◆ Objectif de l'exercice
Dans le texte ci-dessous sur l'assurance du risque informatique, reproduisez fidèlement le passage qui commence aux mots « François Brisson : A » et s'arrête après « type de discours. ».

◆ Texte fourni

==*==

François Brisson : Les SSII sont un peu moins demandeuses parce qu’elles connaissent parfaitement leur métier et ont le sentiment d’être mieux protégées que les autres. C’est sans doute vrai, mais ce n’est pas forcément tout le temps le cas… En revanche, on constate que les clients des prestataires exigent de plus en plus des garanties financières de leur part pour prendre en charge les conséquences liées à la sécurité des données.
Donc, vous n’accompagnez pas encore des gros contrats, d’externalisation par exemple, pour les SSII ?
François Brisson : A l’heure actuelle, nous avons tout de même plusieurs cotations pour ce type d’entreprises. En effet, je pense qu’à terme, la garantie en cas de vol de données fera partie intégrante de leur proposition de services. Ces sociétés communiqueront auprès de leurs clients en leur tenant un discours tel que : «
non seulement nous sommes extrêmement bien équipés au niveau sécurité, mais pour les rares cas où, éventuellement, on peut rencontrer un problème, nous avons également une garantie d’assurance adaptée ». Il s’agira plutôt d’un argument commercial : je pense que les hébergeurs des grosses structures de Cloud vont utiliser ce type de discours.
Vous traitez l’activité de Cloud de façon particulière ?
François Brisson : Effectivement, le « Cloud » est devenu pour nous une activité à part entière. Avant, c’était un outil pour les sociétés d’informatique. Mais, aujourd’hui, le Cloud est une activité en tant que telle au même titre que l’hébergement ou l’édition de logiciel.
Mais existe-t-il un risque spécifique lié au Cloud ?
François Brisson : C’est le phénomène de Cloud qui renforce aujourd’hui la réalité de ce risque. On sait qu’un tiers des cyber-attaques environ passe par les prestataires IT (*). Il existe donc une "faille" avec des conséquences en chaine plus importantes. En effet, si un hébergeur est impacté, il peut alors y avoir plus de 300 ou 10 000 clients touchés à leur tour.
D’autres technologies ont droit à un traitement particulier ?

==*==

◆ Données fournies
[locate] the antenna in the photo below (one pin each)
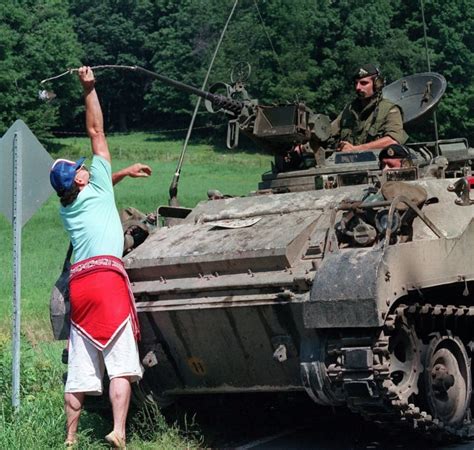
(173, 190)
(428, 63)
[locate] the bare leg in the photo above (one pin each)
(72, 406)
(120, 391)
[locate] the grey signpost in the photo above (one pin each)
(24, 169)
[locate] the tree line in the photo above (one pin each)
(301, 50)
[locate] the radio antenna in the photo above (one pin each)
(428, 63)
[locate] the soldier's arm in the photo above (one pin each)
(137, 170)
(373, 145)
(392, 131)
(94, 118)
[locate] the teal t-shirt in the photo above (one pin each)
(92, 220)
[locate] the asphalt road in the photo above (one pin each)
(262, 421)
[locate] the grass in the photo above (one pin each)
(40, 421)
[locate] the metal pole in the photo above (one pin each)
(173, 190)
(428, 63)
(17, 225)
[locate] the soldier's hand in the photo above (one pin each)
(86, 77)
(139, 170)
(345, 146)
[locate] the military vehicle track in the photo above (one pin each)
(403, 396)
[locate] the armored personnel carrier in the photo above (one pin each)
(332, 277)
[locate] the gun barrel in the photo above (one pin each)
(221, 101)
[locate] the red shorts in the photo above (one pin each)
(100, 305)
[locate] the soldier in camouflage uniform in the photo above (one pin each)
(369, 121)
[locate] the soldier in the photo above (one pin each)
(369, 121)
(395, 157)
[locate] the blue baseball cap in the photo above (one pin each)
(62, 174)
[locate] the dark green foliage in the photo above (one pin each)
(303, 49)
(36, 40)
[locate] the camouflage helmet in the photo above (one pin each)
(365, 71)
(395, 151)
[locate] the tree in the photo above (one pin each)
(29, 34)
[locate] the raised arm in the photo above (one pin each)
(136, 170)
(94, 118)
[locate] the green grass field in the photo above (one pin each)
(40, 422)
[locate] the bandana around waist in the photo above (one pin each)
(101, 299)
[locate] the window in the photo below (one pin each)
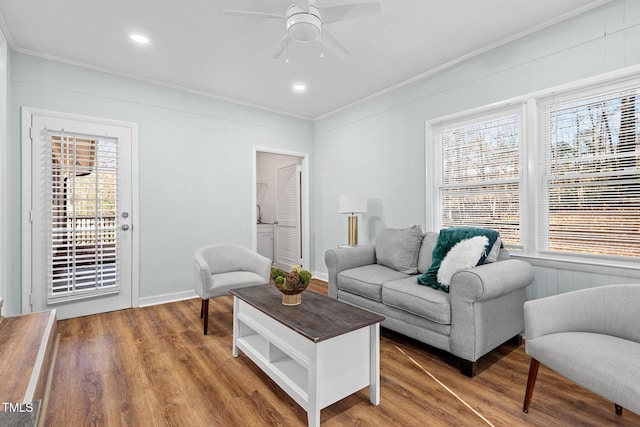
(578, 197)
(478, 173)
(591, 179)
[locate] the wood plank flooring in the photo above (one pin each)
(153, 366)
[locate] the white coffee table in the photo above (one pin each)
(318, 352)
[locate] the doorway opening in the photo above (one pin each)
(281, 199)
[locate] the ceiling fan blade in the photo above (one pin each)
(302, 4)
(282, 45)
(340, 13)
(329, 41)
(254, 14)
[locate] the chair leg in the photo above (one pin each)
(531, 382)
(468, 368)
(205, 310)
(516, 340)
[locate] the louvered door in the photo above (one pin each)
(287, 228)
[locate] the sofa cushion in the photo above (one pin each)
(398, 248)
(426, 248)
(367, 280)
(407, 295)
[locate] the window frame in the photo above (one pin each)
(434, 145)
(532, 166)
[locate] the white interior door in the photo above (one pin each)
(79, 236)
(287, 228)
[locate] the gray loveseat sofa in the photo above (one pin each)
(482, 310)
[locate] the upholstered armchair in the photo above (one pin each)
(591, 337)
(219, 268)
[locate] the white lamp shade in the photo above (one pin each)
(352, 203)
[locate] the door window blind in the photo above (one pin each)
(82, 192)
(591, 181)
(478, 174)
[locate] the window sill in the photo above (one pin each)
(610, 267)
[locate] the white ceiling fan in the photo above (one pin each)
(306, 22)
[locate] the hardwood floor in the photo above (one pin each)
(153, 366)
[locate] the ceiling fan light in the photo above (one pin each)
(304, 32)
(303, 26)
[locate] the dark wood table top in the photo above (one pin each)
(317, 318)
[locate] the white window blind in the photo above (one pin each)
(478, 174)
(591, 182)
(82, 193)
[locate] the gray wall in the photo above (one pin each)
(195, 163)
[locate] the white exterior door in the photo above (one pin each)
(287, 227)
(79, 233)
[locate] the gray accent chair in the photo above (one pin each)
(591, 337)
(220, 268)
(482, 310)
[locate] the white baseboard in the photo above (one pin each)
(163, 299)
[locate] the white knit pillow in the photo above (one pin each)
(465, 254)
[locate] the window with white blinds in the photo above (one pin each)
(82, 193)
(590, 190)
(477, 173)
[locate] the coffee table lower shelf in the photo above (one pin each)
(314, 374)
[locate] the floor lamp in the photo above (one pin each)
(353, 204)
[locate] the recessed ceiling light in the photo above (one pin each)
(139, 38)
(299, 88)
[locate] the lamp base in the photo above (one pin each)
(353, 230)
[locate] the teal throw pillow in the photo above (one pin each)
(447, 239)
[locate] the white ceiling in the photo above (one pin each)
(196, 47)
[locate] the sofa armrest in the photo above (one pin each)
(487, 306)
(341, 259)
(489, 281)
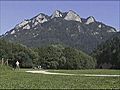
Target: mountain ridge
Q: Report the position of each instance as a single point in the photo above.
(61, 27)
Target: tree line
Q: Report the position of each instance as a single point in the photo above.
(48, 57)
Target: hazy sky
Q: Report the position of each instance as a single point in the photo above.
(13, 12)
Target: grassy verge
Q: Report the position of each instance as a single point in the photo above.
(19, 79)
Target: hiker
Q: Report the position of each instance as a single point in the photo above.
(14, 65)
(17, 64)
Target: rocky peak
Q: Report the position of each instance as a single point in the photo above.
(57, 13)
(23, 23)
(71, 15)
(90, 20)
(40, 18)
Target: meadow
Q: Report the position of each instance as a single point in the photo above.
(19, 79)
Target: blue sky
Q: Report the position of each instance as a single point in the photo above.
(13, 12)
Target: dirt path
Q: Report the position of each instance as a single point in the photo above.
(92, 75)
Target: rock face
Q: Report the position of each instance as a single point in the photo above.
(90, 20)
(71, 15)
(57, 13)
(66, 28)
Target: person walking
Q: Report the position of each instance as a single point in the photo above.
(17, 65)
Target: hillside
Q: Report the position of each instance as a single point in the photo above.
(66, 28)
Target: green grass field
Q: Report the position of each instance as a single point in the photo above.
(19, 79)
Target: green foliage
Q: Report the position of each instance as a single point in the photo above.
(53, 57)
(19, 79)
(14, 52)
(49, 57)
(109, 52)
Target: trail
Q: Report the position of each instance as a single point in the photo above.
(87, 75)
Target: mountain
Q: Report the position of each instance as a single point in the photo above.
(66, 28)
(108, 53)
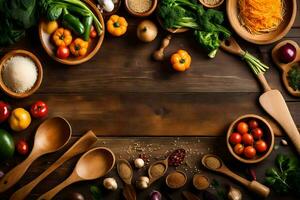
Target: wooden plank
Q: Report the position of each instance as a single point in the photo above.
(165, 114)
(155, 148)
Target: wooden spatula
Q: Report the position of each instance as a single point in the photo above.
(271, 100)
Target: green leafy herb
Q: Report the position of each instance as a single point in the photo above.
(294, 77)
(208, 30)
(285, 176)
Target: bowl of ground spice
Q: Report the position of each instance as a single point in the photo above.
(21, 73)
(140, 8)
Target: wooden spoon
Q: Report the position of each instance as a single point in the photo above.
(94, 164)
(50, 136)
(125, 172)
(215, 163)
(155, 176)
(272, 101)
(82, 145)
(285, 68)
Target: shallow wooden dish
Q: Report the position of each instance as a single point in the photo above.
(211, 6)
(268, 138)
(143, 14)
(37, 82)
(94, 44)
(285, 67)
(266, 38)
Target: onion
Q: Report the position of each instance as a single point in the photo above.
(155, 195)
(287, 53)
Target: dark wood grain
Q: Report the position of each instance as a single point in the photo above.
(122, 92)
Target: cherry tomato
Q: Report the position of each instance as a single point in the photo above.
(249, 152)
(4, 111)
(257, 133)
(93, 34)
(242, 127)
(63, 52)
(235, 138)
(253, 124)
(239, 149)
(261, 146)
(22, 147)
(39, 109)
(247, 139)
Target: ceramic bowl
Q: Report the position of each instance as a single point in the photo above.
(37, 83)
(94, 44)
(265, 38)
(268, 137)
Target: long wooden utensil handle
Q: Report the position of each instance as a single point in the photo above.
(82, 145)
(14, 175)
(51, 193)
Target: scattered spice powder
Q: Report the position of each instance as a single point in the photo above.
(140, 6)
(212, 162)
(157, 170)
(176, 180)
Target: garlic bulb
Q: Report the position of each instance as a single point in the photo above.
(139, 163)
(110, 184)
(234, 194)
(142, 182)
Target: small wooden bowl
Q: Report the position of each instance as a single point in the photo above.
(39, 73)
(211, 6)
(268, 138)
(265, 38)
(94, 44)
(285, 67)
(139, 14)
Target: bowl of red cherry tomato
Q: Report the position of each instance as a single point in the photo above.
(250, 138)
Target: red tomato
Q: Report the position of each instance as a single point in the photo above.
(261, 146)
(249, 152)
(253, 124)
(63, 52)
(235, 138)
(22, 147)
(93, 34)
(4, 111)
(238, 149)
(257, 133)
(39, 109)
(247, 139)
(242, 127)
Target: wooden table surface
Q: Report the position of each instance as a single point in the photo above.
(125, 97)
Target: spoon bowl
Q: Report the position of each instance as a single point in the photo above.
(94, 164)
(51, 135)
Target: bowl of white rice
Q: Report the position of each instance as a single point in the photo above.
(21, 73)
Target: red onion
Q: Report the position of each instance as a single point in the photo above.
(287, 53)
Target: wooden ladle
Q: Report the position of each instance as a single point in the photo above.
(215, 163)
(285, 68)
(125, 172)
(94, 164)
(271, 100)
(82, 145)
(50, 136)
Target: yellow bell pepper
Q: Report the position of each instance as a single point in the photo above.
(62, 37)
(117, 25)
(19, 120)
(181, 60)
(79, 47)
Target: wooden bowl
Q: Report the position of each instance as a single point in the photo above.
(211, 6)
(139, 14)
(285, 67)
(94, 44)
(39, 74)
(265, 38)
(268, 138)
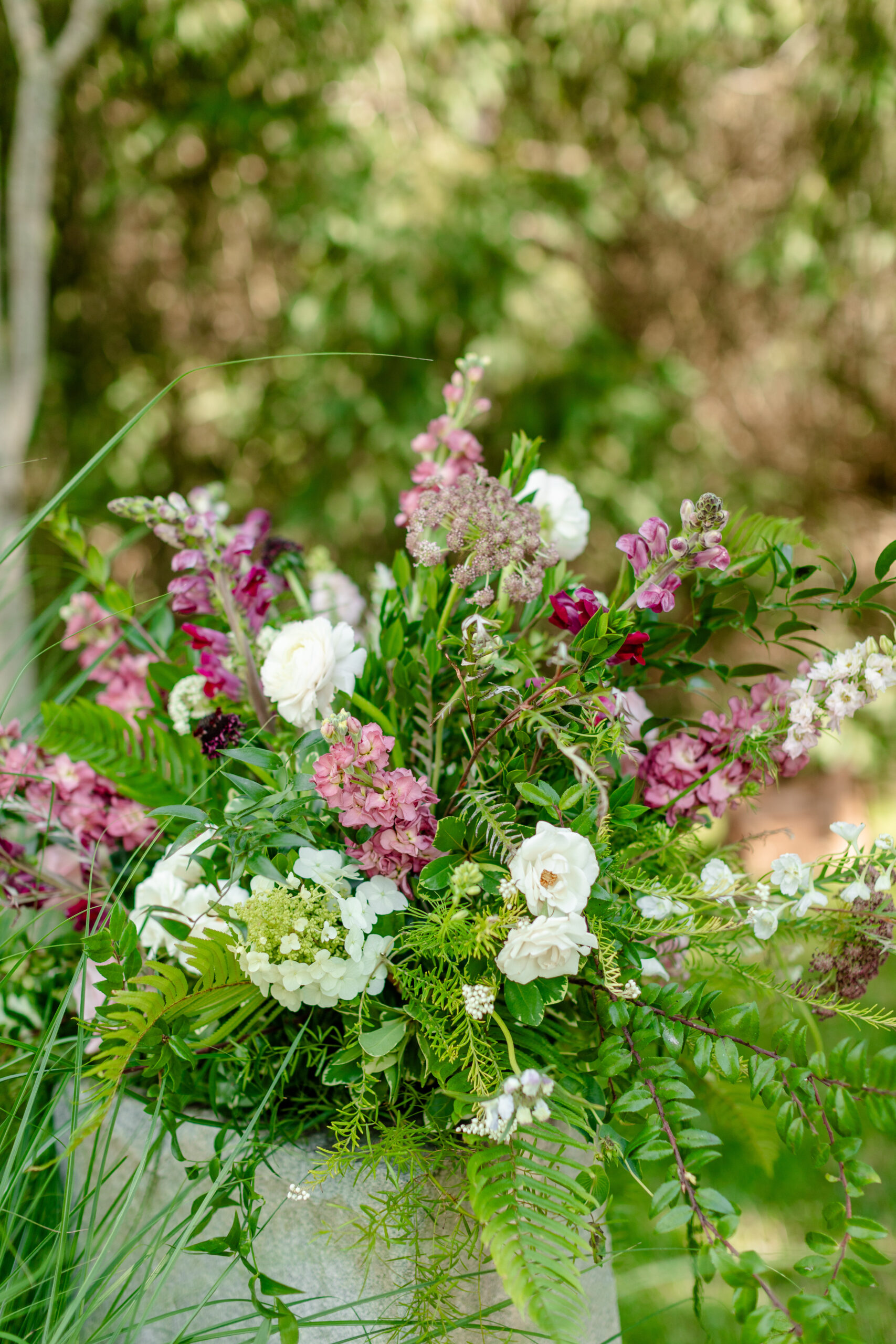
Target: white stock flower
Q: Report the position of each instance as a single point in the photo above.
(848, 831)
(660, 908)
(565, 519)
(789, 874)
(718, 879)
(308, 663)
(325, 867)
(879, 673)
(765, 921)
(555, 870)
(187, 701)
(808, 901)
(549, 947)
(338, 597)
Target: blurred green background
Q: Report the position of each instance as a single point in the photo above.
(669, 224)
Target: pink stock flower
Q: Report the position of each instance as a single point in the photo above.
(636, 549)
(127, 686)
(659, 597)
(395, 804)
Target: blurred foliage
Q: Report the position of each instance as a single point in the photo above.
(668, 224)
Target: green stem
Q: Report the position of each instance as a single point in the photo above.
(510, 1041)
(446, 611)
(385, 722)
(299, 593)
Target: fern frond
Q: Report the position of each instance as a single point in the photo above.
(749, 534)
(218, 1004)
(144, 761)
(496, 819)
(534, 1218)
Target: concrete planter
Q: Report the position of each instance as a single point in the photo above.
(313, 1245)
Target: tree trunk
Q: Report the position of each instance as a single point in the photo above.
(29, 238)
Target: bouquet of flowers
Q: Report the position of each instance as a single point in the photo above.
(431, 870)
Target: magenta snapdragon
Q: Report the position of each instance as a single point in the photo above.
(659, 561)
(354, 779)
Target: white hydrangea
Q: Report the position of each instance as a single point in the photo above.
(565, 519)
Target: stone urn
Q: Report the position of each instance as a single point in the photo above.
(316, 1245)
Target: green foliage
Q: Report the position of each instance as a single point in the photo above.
(534, 1215)
(147, 762)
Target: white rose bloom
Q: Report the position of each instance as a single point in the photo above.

==*==

◆ Réponse
François Brisson : A l’heure actuelle, nous avons tout de même plusieurs cotations pour ce type d’entreprises. En effet, je pense qu’à terme, la garantie en cas de vol de données fera partie intégrante de leur proposition de services. Ces sociétés communiqueront auprès de leurs clients en leur tenant un discours tel que : «
non seulement nous sommes extrêmement bien équipés au niveau sécurité, mais pour les rares cas où, éventuellement, on peut rencontrer un problème, nous avons également une garantie d’assurance adaptée ». Il s’agira plutôt d’un argument commercial : je pense que les hébergeurs des grosses structures de Cloud vont utiliser ce type de discours.